__Requirements__:
Transcribe the portion of the CFTC–SEC harmonization text between "Delivery Requirement. A" and "the disclosure document.", inclusive.

__Extracted text__:

↓

Part II: Proposal to Harmonize CFTC and SEC Requirements for Registered Investment Companies as Commodity Pools
CFTC requests comments on proposed rules intended to harmonize certain CFTC and SEC disclosure, reporting, and recordkeeping requirements in an effort to mitigate the burden on registered investment companies required to comply with the two separate compliance regimes.
Yesterday, the U.S. Commodity Futures Trading Commission (CFTC) announced the adoption of final rules that, among other things, limit the ability of registered investment companies (but not of other types of regulated entities, such as banks, pension funds, and insurance companies) to rely on the relief currently provided by CFTC Rule 4.5. Rule 4.5 currently excludes registered investment companies, banks, pension funds, and insurance companies from the definition of "commodity pool operator" and, thus, the compliance obligations applicable to commodity pool operators (CPOs). As a result, registered investment companies that conduct more than a de minimis amount of speculative trading in commodity interests, including through controlled foreign corporations (CFCs), are considered commodity pools and the registered investment advisers that manage such registered investment companies must register as CPOs.
For those registered investment companies whose investment advisers will be required to register as CPOs, the CFTC concurrently proposed rulemaking intended to harmonize certain CFTC- and U.S. Securities and Exchange Commission (SEC)-imposed compliance requirements in an effort to mitigate the burden of complying with the two similar, but separate compliance regimes (the Proposed Harmonization Rule). The Proposed Harmonization Rule addresses each of the harmonization concerns raised by the National Futures Association (NFA) in its comment letter to the CFTC and focuses on the harmonization of certain requirements in three key areas: disclosure documents, periodic reports, and recordkeeping.
Content and Presentation Requirements. Rather than prepare both a prospectus to be filed with the SEC and a separate disclosure document to be filed with the CFTC and NFA, registered investment companies no longer able to rely on Rule 4.5 may include CFTC-required disclosures in their prospectuses. In the Proposed Harmonization Rule, the CFTC provides that certain disclosures that are required to be presented in the forefront of a disclosure document, but that are not consistent with Form N-1A's Summary Section disclosure requirements, may instead be presented immediately following the Summary Section of the prospectus.
Delivery Requirement. A CPO is currently required to deliver a disclosure document prepared in accordance with CFTC Rules 4.24 and 4.25 to each prospective investor in the pool by no later than the time it delivers to the prospective investor a subscription agreement for the pool. CFTC Rule 4.21 further requires that a CPO may not accept or receive funds, securities, or other property from a prospective investor unless the CPO first receives a signed and dated acknowledgement from the prospective investor stating that he or she received the disclosure document.

↑

__Material__:
↓

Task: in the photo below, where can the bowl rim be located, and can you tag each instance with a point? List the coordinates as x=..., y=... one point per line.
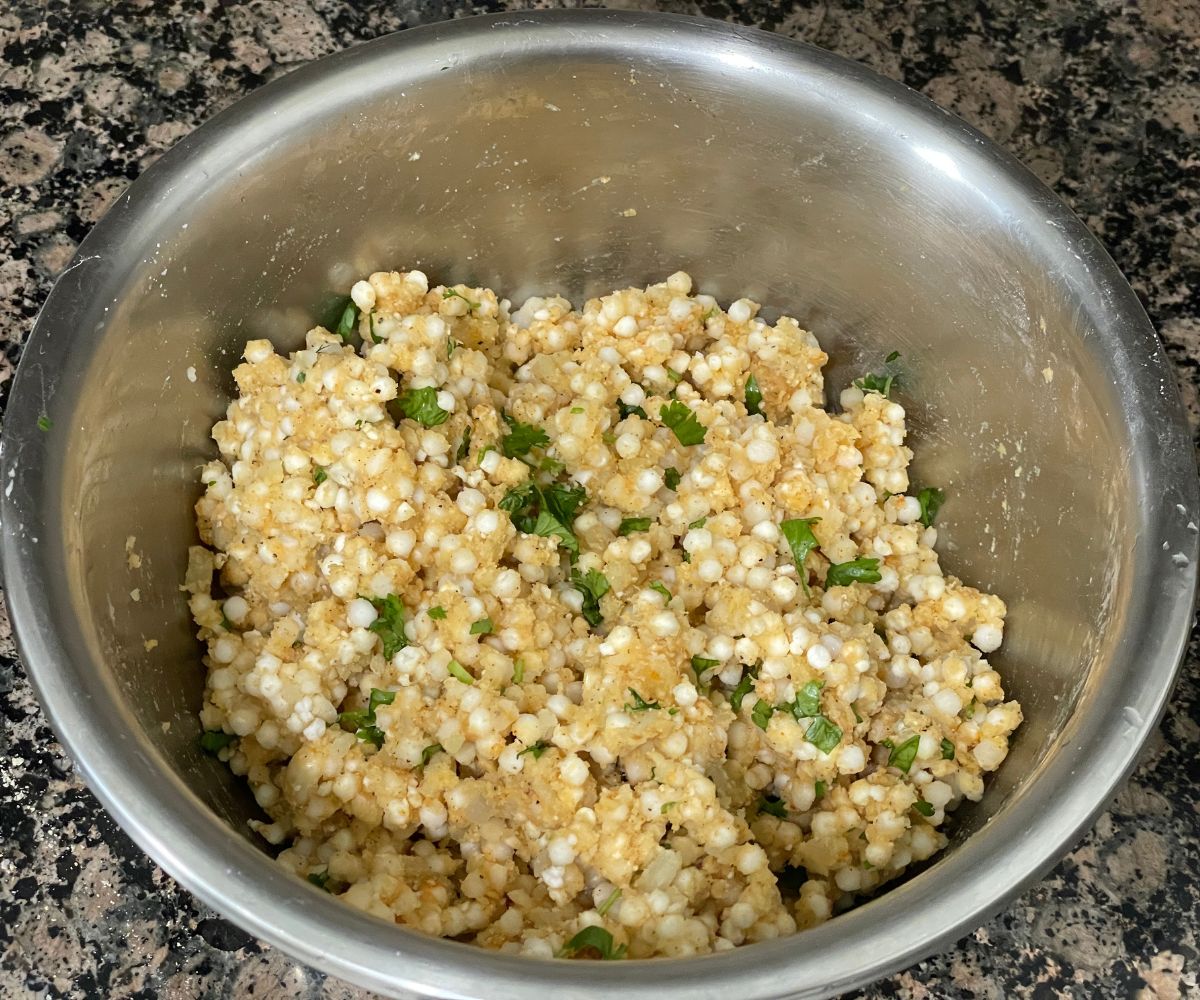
x=179, y=831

↑

__Expected answer__:
Delivery Requirement. A CPO is currently required to deliver a disclosure document prepared in accordance with CFTC Rules 4.24 and 4.25 to each prospective investor in the pool by no later than the time it delivers to the prospective investor a subscription agreement for the pool. CFTC Rule 4.21 further requires that a CPO may not accept or receive funds, securities, or other property from a prospective investor unless the CPO first receives a signed and dated acknowledgement from the prospective investor stating that he or she received the disclosure document.